Show each of the lines below that contains the word "white". Case counts.

(Entries drawn from a collection)
--------------------------------------------------

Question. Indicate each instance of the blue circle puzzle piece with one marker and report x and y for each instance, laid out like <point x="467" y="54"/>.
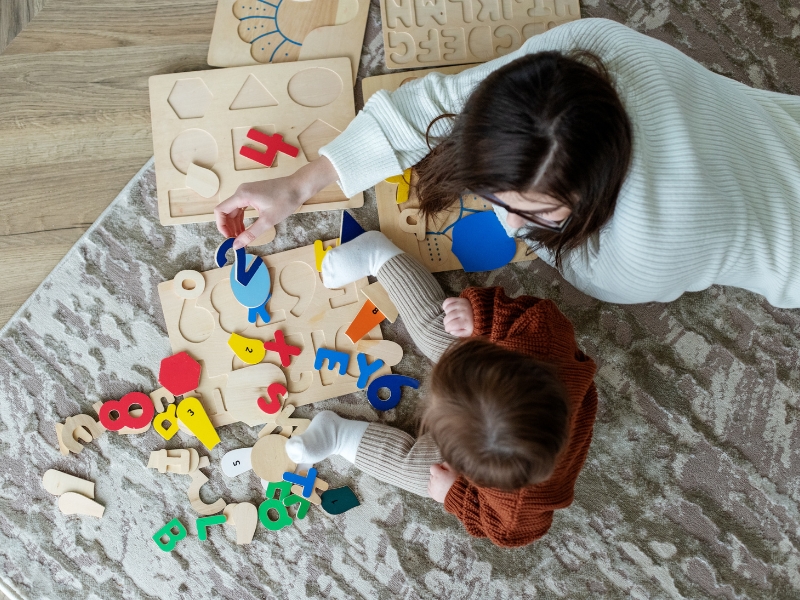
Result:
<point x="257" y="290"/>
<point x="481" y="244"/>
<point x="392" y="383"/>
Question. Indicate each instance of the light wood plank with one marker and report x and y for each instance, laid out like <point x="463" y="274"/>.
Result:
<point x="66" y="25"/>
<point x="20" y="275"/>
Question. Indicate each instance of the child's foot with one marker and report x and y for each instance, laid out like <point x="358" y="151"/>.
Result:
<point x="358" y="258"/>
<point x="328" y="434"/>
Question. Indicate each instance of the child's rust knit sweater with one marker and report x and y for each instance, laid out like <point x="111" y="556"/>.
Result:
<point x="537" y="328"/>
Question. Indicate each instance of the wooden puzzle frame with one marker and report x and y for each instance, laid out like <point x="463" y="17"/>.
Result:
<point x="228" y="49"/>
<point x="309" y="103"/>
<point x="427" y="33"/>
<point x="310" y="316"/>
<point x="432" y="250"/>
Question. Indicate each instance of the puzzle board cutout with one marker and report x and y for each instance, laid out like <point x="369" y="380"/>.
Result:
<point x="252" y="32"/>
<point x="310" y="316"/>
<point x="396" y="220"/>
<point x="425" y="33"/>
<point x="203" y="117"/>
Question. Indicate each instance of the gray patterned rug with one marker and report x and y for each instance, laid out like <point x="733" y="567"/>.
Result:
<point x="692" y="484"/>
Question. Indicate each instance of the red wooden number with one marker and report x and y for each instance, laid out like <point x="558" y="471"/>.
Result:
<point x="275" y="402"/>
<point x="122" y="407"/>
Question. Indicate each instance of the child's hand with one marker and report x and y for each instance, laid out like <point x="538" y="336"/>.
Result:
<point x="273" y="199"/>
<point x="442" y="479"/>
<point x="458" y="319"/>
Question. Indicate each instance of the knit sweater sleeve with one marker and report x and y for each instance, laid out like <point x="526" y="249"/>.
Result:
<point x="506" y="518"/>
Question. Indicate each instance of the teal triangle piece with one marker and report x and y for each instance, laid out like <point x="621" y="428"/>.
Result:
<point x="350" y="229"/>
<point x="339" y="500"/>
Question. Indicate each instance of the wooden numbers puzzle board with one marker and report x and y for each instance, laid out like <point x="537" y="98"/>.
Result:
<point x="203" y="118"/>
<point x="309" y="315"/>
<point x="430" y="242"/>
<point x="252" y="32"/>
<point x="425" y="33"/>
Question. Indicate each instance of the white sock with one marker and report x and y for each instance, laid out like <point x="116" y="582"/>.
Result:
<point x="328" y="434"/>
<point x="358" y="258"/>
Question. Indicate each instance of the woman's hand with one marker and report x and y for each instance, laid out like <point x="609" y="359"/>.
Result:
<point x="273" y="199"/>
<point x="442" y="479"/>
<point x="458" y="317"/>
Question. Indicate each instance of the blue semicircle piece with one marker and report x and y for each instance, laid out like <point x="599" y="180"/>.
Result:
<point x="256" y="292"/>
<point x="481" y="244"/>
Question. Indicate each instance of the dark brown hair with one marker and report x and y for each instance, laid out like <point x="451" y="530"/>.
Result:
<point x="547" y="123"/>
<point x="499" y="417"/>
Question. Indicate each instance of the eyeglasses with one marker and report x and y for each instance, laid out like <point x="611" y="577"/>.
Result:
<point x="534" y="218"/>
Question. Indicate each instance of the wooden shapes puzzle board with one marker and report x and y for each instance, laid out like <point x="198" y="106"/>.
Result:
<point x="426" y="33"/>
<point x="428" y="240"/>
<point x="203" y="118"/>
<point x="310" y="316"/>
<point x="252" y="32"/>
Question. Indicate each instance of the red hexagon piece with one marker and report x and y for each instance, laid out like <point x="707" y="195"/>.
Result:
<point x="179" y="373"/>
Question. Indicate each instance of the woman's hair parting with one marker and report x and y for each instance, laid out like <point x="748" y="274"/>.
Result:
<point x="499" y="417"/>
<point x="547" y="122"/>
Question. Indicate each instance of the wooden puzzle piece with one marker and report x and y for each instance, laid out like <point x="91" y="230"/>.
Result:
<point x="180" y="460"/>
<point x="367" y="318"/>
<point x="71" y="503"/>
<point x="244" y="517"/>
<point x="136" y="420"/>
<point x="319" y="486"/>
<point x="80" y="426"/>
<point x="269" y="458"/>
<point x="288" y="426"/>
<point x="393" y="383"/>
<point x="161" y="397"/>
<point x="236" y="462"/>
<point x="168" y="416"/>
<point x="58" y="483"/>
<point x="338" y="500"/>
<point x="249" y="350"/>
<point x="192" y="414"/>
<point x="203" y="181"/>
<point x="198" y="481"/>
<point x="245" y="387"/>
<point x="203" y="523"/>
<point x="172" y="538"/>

--------------------------------------------------

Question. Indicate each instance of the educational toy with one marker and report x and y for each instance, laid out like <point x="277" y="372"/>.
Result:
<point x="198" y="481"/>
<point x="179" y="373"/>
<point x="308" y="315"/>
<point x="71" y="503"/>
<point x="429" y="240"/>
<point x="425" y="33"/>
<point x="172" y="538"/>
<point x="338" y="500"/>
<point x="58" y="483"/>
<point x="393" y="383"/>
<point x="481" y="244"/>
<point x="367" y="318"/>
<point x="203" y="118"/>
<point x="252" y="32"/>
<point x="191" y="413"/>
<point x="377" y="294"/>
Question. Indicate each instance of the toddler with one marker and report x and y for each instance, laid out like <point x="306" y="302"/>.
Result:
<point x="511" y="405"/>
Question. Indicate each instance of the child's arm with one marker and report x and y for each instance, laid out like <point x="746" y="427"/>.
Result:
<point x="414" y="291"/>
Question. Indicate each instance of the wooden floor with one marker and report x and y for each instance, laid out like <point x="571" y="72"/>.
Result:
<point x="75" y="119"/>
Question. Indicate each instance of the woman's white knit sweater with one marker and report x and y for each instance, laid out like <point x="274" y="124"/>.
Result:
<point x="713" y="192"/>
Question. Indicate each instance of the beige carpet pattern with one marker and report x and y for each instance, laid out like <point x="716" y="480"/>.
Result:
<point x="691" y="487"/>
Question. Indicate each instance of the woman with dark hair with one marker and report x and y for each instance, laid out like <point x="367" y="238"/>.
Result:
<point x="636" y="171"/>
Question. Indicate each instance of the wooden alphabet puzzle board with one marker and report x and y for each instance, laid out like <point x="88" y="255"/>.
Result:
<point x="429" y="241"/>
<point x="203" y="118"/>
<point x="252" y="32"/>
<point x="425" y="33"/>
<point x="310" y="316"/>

--------------------------------------------------

**Result of this task:**
Question. Indicate each instance of the white sock with one marker and report x and y for each instance, laid out like <point x="116" y="582"/>.
Question. Indicate each instance of the woman's white knit sweater with one marker and report x and y for each instance, laid out like <point x="274" y="124"/>.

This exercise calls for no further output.